### Available records

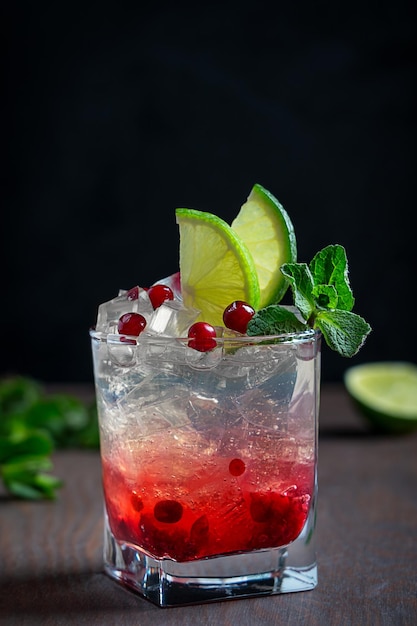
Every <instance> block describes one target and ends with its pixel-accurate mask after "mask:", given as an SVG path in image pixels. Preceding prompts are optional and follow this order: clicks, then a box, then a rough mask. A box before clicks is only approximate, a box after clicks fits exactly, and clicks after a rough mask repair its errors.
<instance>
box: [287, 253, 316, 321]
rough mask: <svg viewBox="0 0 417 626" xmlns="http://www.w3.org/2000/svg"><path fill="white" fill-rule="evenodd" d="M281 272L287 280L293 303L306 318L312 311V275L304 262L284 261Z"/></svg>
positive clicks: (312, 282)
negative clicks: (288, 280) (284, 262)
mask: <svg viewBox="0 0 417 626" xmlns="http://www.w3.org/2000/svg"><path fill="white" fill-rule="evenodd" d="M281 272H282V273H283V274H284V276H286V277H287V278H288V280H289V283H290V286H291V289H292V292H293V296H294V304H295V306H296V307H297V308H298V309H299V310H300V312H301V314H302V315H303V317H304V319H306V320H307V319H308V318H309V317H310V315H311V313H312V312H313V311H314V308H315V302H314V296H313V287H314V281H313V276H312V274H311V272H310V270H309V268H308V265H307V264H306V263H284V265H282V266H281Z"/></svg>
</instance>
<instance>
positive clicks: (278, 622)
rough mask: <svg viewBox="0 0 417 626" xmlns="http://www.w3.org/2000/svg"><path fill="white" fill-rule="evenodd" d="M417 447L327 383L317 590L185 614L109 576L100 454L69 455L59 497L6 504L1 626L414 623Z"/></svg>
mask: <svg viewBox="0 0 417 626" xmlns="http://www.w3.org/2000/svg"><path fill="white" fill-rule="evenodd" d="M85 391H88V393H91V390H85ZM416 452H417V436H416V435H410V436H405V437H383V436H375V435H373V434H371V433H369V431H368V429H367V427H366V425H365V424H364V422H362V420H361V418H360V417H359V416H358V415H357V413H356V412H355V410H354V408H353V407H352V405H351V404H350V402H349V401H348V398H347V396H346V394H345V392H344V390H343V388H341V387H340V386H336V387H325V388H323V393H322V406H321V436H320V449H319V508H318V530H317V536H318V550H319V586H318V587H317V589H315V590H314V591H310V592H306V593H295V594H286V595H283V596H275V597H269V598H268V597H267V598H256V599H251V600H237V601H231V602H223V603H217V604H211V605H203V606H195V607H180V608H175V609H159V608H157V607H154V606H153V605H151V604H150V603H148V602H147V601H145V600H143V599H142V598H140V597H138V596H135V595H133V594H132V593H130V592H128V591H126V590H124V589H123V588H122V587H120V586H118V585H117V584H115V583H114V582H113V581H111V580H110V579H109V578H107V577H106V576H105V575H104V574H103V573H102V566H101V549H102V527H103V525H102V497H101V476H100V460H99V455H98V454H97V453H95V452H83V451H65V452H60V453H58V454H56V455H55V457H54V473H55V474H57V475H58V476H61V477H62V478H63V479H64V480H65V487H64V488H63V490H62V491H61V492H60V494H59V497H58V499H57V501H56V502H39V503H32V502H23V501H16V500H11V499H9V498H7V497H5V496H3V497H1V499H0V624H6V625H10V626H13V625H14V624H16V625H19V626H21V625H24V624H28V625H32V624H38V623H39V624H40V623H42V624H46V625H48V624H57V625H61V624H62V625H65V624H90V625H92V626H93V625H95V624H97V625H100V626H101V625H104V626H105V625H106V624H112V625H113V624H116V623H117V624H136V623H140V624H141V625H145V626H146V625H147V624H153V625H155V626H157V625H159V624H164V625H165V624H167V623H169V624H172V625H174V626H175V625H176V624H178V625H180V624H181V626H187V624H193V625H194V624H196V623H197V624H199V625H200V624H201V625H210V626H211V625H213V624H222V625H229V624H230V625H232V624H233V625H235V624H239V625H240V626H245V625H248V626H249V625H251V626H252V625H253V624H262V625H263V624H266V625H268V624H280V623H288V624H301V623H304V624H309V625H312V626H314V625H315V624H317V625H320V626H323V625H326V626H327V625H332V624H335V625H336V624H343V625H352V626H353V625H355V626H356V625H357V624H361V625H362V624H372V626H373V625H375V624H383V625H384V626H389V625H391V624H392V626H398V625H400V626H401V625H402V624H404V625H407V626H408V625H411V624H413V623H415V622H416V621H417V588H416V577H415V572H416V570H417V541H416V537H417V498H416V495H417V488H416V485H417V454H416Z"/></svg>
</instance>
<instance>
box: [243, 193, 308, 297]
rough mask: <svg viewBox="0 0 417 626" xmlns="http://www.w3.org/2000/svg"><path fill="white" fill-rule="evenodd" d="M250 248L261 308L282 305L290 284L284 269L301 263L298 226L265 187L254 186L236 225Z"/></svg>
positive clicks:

### Work to complete
Reproduce all of the material above with every "rough mask" changed to "coarse mask" and nothing else altered. Leave the pictures out.

### Response
Every <instance> block describes one target and ends with its pixel-accurate mask after "mask:", given as an SVG path in image pixels. Preceding prompts are optional and follow this order: clicks, then a box, then a coarse mask. A box before clicks is only approximate, a box after clicks fits exactly, and clicks after a coarse mask repair its errors.
<instance>
box: [287, 253, 316, 321]
coarse mask: <svg viewBox="0 0 417 626" xmlns="http://www.w3.org/2000/svg"><path fill="white" fill-rule="evenodd" d="M281 272L287 280L293 303L306 318L312 311V275L304 262L284 261Z"/></svg>
positive clicks: (312, 282)
negative clicks: (288, 280) (284, 262)
mask: <svg viewBox="0 0 417 626" xmlns="http://www.w3.org/2000/svg"><path fill="white" fill-rule="evenodd" d="M281 272H282V273H283V274H284V276H286V277H287V278H288V280H289V283H290V286H291V289H292V292H293V296H294V304H295V306H296V307H297V308H298V309H299V310H300V312H301V314H302V315H303V317H304V319H306V320H307V319H308V318H309V317H310V315H311V313H312V312H313V311H314V308H315V302H314V296H313V287H314V281H313V276H312V274H311V272H310V270H309V268H308V265H307V264H306V263H284V265H282V266H281Z"/></svg>
</instance>
<instance>
positive clicks: (278, 622)
coarse mask: <svg viewBox="0 0 417 626" xmlns="http://www.w3.org/2000/svg"><path fill="white" fill-rule="evenodd" d="M417 447L327 383L317 590L185 614L109 576L100 454L69 455L59 497L6 504L1 626L414 623Z"/></svg>
mask: <svg viewBox="0 0 417 626" xmlns="http://www.w3.org/2000/svg"><path fill="white" fill-rule="evenodd" d="M85 391H88V393H91V390H85ZM416 452H417V436H416V435H410V436H405V437H383V436H375V435H373V434H371V433H369V431H368V429H367V427H366V425H365V424H364V422H362V420H361V418H360V417H359V416H358V415H357V413H356V412H355V410H354V408H353V407H352V405H351V404H350V402H349V401H348V398H347V396H346V394H345V392H344V390H343V388H341V387H340V386H336V387H325V388H323V393H322V406H321V436H320V449H319V508H318V530H317V536H318V550H319V586H318V587H317V589H315V590H314V591H310V592H306V593H295V594H286V595H283V596H275V597H269V598H268V597H267V598H256V599H251V600H237V601H231V602H223V603H217V604H211V605H203V606H195V607H180V608H175V609H159V608H157V607H154V606H153V605H151V604H150V603H148V602H147V601H145V600H143V599H142V598H140V597H138V596H135V595H133V594H132V593H130V592H128V591H126V590H124V589H123V588H122V587H120V586H118V585H117V584H115V583H114V582H113V581H111V580H110V579H109V578H107V577H106V576H105V575H104V574H103V573H102V566H101V549H102V527H103V525H102V497H101V476H100V460H99V455H98V454H97V453H95V452H83V451H65V452H60V453H58V454H56V455H55V457H54V473H55V474H57V475H58V476H61V477H62V478H63V479H64V480H65V487H64V488H63V490H62V491H61V492H60V494H59V497H58V499H57V501H56V502H39V503H32V502H23V501H16V500H11V499H9V498H7V497H5V496H3V497H1V499H0V624H6V625H10V626H13V625H14V624H16V625H19V626H21V625H24V624H28V625H32V624H38V623H39V624H40V623H42V624H46V625H48V624H57V625H61V624H62V625H65V624H90V625H92V626H93V625H95V624H97V625H100V626H101V625H104V626H105V625H106V624H112V625H113V624H116V623H117V624H136V623H140V624H141V625H145V626H146V625H147V624H153V625H155V626H157V625H159V624H164V625H165V624H167V623H169V624H172V625H174V626H175V625H176V624H178V625H180V624H181V626H187V624H193V625H194V624H196V623H197V624H199V625H200V624H201V625H210V626H211V625H213V624H222V625H229V624H230V625H232V624H233V625H235V624H239V625H240V626H245V625H248V626H249V625H251V626H252V625H253V624H262V625H263V624H266V625H268V624H280V623H288V624H301V623H304V624H309V625H312V626H314V625H315V624H317V625H320V626H323V625H326V626H327V625H332V624H335V625H336V624H343V625H352V626H353V625H355V626H356V625H357V624H361V625H362V624H372V626H373V625H375V624H383V625H384V626H389V625H391V624H392V626H398V625H400V626H401V625H402V624H404V625H407V626H408V625H411V624H413V623H415V622H416V621H417V588H416V577H415V572H416V570H417V541H416V537H417V498H416V495H417V488H416V485H417V454H416Z"/></svg>
</instance>
<instance>
box: [243, 193, 308, 297]
coarse mask: <svg viewBox="0 0 417 626" xmlns="http://www.w3.org/2000/svg"><path fill="white" fill-rule="evenodd" d="M250 248L261 308L282 305L290 284L284 269L301 263L298 226L265 187L254 186L236 225Z"/></svg>
positive clicks:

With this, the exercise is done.